Items from a data collection:
------------------------------------
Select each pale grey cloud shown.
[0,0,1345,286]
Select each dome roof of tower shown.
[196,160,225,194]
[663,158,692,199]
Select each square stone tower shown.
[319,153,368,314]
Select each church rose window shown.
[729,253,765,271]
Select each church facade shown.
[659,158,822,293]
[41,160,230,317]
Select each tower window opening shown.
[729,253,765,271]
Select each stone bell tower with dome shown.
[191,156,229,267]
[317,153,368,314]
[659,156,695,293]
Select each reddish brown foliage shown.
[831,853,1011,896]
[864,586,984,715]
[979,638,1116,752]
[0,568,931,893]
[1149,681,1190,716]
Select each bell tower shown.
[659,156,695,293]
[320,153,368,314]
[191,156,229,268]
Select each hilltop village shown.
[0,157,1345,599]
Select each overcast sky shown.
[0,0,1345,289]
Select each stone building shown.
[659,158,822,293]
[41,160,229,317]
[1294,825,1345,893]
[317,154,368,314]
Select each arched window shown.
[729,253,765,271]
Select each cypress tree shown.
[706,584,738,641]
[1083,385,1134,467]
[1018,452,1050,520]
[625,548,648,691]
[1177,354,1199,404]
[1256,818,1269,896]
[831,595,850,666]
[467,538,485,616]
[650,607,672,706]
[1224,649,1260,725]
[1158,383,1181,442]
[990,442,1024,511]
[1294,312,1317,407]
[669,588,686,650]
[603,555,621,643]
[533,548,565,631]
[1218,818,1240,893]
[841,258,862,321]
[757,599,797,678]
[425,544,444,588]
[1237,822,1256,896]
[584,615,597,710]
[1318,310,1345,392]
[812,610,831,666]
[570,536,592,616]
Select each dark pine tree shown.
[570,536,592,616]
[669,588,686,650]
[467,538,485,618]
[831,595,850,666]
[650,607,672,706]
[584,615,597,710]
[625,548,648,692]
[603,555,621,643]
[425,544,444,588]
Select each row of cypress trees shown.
------------------------------------
# EXERCISE PROMPT
Please edit the items above so that "bell tower" reads "campanile" wherever it occurs, changing nothing else.

# EXPECTED OUTPUT
Select each pale grey cloud shown.
[0,0,1345,286]
Select each dome roof of tower shown.
[196,160,225,194]
[663,158,692,199]
Select each square stone tower shown.
[319,153,368,314]
Select each church rose window shown.
[729,253,765,271]
Select each church facade shown.
[659,158,822,293]
[41,160,230,317]
Select each tower window opening shown.
[729,253,765,271]
Select each stone campanile with dome shown.
[191,156,229,267]
[317,153,368,314]
[659,156,695,293]
Select each reddish brown foliage shown.
[831,853,1011,896]
[864,586,984,715]
[979,638,1116,752]
[0,568,931,893]
[1149,681,1190,716]
Select each campanile shown.
[659,156,695,293]
[320,153,368,314]
[191,156,229,268]
Select each hilltop village shown.
[0,157,1345,599]
Select each overcast sky shown.
[0,0,1345,289]
Select each stone building shown.
[659,158,822,293]
[41,160,229,317]
[1294,825,1345,893]
[317,154,368,314]
Select each arched window shown.
[729,253,765,271]
Select each cypress tree shown.
[706,584,738,641]
[1083,385,1134,467]
[1018,452,1050,520]
[625,548,648,691]
[1177,354,1199,404]
[1256,818,1269,896]
[831,595,850,666]
[467,538,485,616]
[650,607,672,706]
[1224,649,1260,725]
[1158,383,1181,442]
[990,442,1024,511]
[1294,312,1317,407]
[669,588,686,650]
[603,555,621,643]
[533,548,565,631]
[1218,818,1240,893]
[841,258,862,321]
[757,599,797,678]
[425,544,444,588]
[1237,822,1256,896]
[584,615,597,710]
[1318,310,1345,392]
[812,610,831,666]
[570,536,592,616]
Select each dark pine tree shown.
[570,536,592,616]
[669,588,686,650]
[467,538,485,618]
[831,595,850,666]
[650,607,672,706]
[584,615,597,710]
[625,548,648,692]
[603,555,621,643]
[425,544,444,588]
Select each row of cypress trees shown.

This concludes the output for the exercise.